* DESCRIPTION OF THE TASK *
Line by line, copy all of the data exactly.

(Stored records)
━━━━━━━━━━━━━━━━

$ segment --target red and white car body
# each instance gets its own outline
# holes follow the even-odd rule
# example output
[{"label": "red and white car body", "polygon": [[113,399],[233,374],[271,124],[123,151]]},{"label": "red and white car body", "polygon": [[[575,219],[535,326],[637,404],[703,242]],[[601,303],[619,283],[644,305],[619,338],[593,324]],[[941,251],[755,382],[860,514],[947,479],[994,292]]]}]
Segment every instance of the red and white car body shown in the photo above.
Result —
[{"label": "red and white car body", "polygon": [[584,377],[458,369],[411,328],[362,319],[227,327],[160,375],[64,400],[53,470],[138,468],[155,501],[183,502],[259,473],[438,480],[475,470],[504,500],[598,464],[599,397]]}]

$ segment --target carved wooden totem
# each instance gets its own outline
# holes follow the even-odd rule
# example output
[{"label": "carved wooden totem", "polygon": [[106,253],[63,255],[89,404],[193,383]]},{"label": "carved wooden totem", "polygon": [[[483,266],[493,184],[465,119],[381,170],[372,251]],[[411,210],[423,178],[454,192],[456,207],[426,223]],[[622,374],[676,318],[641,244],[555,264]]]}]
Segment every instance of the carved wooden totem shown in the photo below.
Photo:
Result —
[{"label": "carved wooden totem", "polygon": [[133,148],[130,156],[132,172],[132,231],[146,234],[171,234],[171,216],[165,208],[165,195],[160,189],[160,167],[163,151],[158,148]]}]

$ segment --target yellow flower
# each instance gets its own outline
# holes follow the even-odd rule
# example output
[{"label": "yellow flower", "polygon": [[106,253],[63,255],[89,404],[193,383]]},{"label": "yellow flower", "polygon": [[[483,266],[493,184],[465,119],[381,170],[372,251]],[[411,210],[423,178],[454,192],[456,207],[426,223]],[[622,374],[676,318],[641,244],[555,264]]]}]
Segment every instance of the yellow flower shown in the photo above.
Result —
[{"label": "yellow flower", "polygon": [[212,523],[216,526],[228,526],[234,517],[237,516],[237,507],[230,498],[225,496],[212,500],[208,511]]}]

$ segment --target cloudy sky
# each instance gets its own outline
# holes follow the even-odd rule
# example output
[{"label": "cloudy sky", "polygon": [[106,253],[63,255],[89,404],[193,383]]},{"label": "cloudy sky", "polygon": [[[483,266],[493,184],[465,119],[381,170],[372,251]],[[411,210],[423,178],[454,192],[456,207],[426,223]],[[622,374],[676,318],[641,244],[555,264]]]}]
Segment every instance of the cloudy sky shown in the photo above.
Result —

━━━━━━━━━━━━━━━━

* ANSWER SECTION *
$ segment --target red and white car body
# each instance gets its own outline
# holes follow the even-odd rule
# example output
[{"label": "red and white car body", "polygon": [[113,399],[233,374],[271,124],[123,151]]},{"label": "red and white car body", "polygon": [[[575,219],[535,326],[637,404],[703,242]],[[601,303],[619,283],[644,305],[619,338],[593,324]],[[941,251],[755,382],[860,514],[947,479],[994,292]]]}]
Segment every instance of the red and white car body shown in the photo above.
Result —
[{"label": "red and white car body", "polygon": [[584,377],[458,369],[411,328],[362,319],[227,327],[160,375],[64,400],[53,470],[138,468],[155,501],[183,502],[259,473],[438,480],[475,470],[504,500],[598,464],[599,397]]}]

$ segment --target carved wooden totem
# each instance gets its own outline
# holes follow the even-odd rule
# example output
[{"label": "carved wooden totem", "polygon": [[106,253],[63,255],[89,404],[193,383]]},{"label": "carved wooden totem", "polygon": [[[483,266],[493,184],[465,119],[381,170],[372,251]],[[411,210],[423,178],[454,192],[456,207],[426,223]],[[622,374],[676,318],[641,244],[555,264]]]}]
Segment every instance of the carved wooden totem shown in the photo below.
Photo:
Result —
[{"label": "carved wooden totem", "polygon": [[133,148],[130,156],[132,172],[132,231],[146,234],[171,234],[171,216],[165,208],[165,195],[160,189],[160,167],[163,151],[158,148]]}]

$ segment --target yellow flower
# each instance gets its own outline
# holes follow the even-odd rule
# example output
[{"label": "yellow flower", "polygon": [[106,253],[63,255],[89,404],[193,383]]},{"label": "yellow flower", "polygon": [[[483,266],[493,184],[465,119],[381,170],[372,251]],[[411,210],[423,178],[454,192],[456,207],[426,223]],[[622,374],[676,318],[641,244],[555,264]]]}]
Segment every instance of the yellow flower shown in the photo above.
Result —
[{"label": "yellow flower", "polygon": [[212,523],[216,526],[228,526],[234,517],[237,516],[237,507],[230,498],[225,496],[212,500],[208,511]]}]

$ segment --target cloudy sky
# each instance gets its own outline
# holes follow the even-odd rule
# example output
[{"label": "cloudy sky", "polygon": [[106,253],[63,255],[89,404],[193,383]]},{"label": "cloudy sky", "polygon": [[[483,266],[493,184],[465,119],[381,170],[372,251]],[[411,210],[423,178],[454,192],[456,207],[426,223]],[[622,374],[676,318],[641,244],[555,264]]]}]
Segment every instance of the cloudy sky shown in the photo above.
Result —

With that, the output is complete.